═══ SOURCE EXTRACT ═══

Key Events for Instrumentation

We have identified the following events from OpenAI Realtime API's WebSocket as the most valuable for LLM observability. While there are many other events, the majority of useful information can be captured by listening for these events:

Session Events
- session.created: Indicates the creation of a new session.
- session.updated: Denotes updates to the session's parameters or state.
Audio Input Events
- input_audio_buffer.speech_started: Signals the start of speech input.
- input_audio_buffer.speech_stopped: Indicates the end of speech input.
- input_audio_buffer.committed: Confirms that the audio input buffer has been committed for processing.
Conversation Events
- conversation.item.created: Represents the creation of a new conversation item, such as a user message.
Response Events
- response.audio_transcript.delta: Provides incremental transcripts of the audio response.

═══ DATA SHOWN ═══

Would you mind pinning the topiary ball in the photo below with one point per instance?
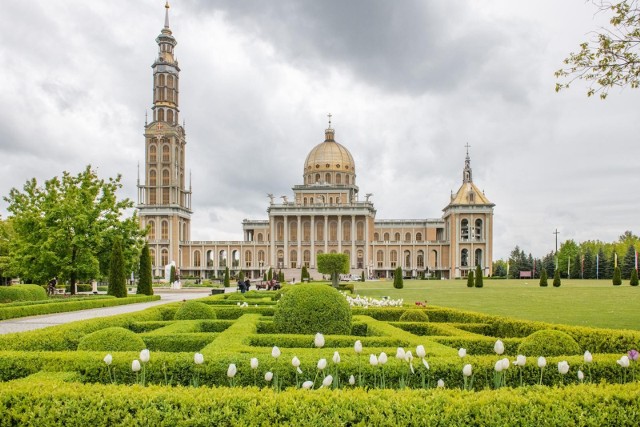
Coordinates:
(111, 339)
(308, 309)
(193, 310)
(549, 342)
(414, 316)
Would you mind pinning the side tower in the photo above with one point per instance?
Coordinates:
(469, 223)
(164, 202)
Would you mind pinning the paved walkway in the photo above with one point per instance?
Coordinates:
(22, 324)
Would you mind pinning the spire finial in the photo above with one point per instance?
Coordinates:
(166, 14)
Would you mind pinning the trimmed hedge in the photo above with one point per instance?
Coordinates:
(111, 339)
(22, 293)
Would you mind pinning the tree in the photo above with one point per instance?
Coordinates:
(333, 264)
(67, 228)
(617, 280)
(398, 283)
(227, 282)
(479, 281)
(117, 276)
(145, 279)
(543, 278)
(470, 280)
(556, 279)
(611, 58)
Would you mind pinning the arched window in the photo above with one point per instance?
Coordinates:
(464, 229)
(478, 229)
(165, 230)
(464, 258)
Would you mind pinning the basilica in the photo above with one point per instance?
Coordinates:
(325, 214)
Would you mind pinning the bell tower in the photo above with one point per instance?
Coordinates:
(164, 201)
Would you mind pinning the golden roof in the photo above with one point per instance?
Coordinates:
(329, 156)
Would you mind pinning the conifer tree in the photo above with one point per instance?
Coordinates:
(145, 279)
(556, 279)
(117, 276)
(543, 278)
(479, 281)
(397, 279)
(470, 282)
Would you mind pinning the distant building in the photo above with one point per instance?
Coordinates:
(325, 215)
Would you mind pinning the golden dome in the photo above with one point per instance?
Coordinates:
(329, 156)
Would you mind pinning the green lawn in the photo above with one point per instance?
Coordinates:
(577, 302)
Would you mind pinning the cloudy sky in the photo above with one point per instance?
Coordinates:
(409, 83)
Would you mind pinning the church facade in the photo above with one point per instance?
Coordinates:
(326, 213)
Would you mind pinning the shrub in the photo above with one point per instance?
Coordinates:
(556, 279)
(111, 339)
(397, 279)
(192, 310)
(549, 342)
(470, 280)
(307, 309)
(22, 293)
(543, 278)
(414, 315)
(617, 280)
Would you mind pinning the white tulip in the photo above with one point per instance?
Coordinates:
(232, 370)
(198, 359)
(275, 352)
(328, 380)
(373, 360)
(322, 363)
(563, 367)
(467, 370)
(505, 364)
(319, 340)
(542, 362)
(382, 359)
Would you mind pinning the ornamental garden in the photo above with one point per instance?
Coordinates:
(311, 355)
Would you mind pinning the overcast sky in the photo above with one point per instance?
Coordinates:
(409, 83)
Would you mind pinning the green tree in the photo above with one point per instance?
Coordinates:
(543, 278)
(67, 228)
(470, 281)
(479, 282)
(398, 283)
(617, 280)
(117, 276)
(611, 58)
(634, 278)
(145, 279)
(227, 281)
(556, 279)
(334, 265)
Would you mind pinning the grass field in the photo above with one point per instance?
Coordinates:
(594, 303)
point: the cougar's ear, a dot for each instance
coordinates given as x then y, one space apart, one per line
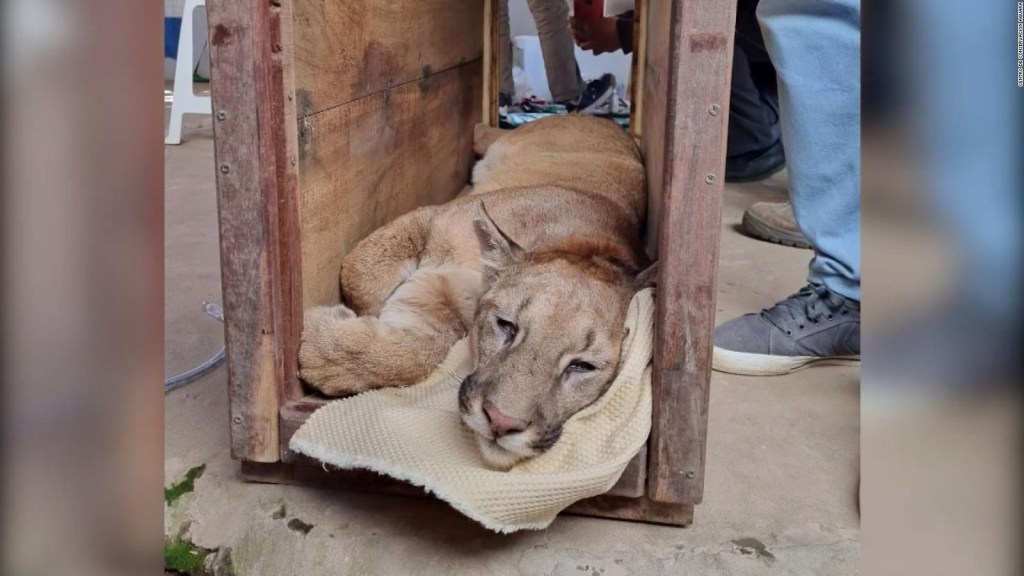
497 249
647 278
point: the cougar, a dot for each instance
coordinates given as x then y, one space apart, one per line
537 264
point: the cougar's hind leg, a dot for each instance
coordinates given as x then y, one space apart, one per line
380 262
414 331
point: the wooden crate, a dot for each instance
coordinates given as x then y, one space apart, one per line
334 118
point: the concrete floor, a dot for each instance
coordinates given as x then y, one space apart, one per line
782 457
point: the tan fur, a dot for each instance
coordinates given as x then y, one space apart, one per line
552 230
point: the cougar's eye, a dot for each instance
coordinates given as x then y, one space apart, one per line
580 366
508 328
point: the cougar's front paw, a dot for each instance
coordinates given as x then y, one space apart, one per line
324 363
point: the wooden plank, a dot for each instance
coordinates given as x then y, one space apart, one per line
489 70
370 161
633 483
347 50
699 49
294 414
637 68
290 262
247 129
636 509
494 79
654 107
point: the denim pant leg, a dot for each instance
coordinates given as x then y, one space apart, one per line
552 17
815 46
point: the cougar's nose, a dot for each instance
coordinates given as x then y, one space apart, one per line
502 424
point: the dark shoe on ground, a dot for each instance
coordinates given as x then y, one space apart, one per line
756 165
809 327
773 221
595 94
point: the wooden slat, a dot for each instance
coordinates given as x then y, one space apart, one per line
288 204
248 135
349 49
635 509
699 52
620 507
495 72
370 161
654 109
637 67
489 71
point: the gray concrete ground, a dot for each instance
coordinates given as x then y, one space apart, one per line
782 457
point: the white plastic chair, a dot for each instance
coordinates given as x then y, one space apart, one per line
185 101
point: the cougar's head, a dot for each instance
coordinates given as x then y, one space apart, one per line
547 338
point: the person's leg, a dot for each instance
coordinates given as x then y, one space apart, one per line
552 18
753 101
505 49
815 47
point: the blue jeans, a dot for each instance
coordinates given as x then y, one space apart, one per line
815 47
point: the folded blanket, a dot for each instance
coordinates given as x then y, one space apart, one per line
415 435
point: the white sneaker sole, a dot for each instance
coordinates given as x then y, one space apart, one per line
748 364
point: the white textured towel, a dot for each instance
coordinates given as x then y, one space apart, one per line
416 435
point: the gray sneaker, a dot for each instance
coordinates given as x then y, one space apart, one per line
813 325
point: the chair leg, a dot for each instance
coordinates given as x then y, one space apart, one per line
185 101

═══

▶ _PARTS OF THE EXERCISE_:
**1.** In one to three sentences, explain why the excerpt on key events for instrumentation lists only these events from OpenAI Realtime API's WebSocket.
**2.** Carry on the excerpt on key events for instrumentation from its final listed event, keeping the same format.
This data was taken from a different source than the text.

▶ _SOLVED PROBLEMS_:
**1.** These events were identified as the most valuable for LLM observability. There are many other events, but most of the useful information can be captured by listening for these.

**2.**
- response.audio_transcript.done: Indicates the completion of the audio transcript.
- response.done: Marks the completion of the response generation.
- response.audio.delta : Represents the output audio bytes
Error Events
- error: Conveys any errors encountered during processing.

Mapping Events to Spans

For each of these key events, you can create corresponding spans to capture the event's context and metadata:

Session Management
- Upon receiving session.created, start a new span to represent the session's lifecycle.
- Update the span with any changes when session.updated is received.
Audio Input Handling
- Start a span when input_audio_buffer.speech_started is detected.
- Attach attributes such as input audio URL, MIME type, and transcript as they become available.
- End the span upon receiving input_audio_buffer.speech_stopped.
Conversation Tracking
- Create a span for each conversation.item.created event to monitor user inputs and system messages.
- Include attributes like message role and content.
Response Generation
- Initiate a span when response generation begins.
- Update the span with incremental transcripts from response.audio_transcript.delta.
- Finalize the span upon receiving response.done, adding attributes such as output audio URL, MIME type, and any function call details.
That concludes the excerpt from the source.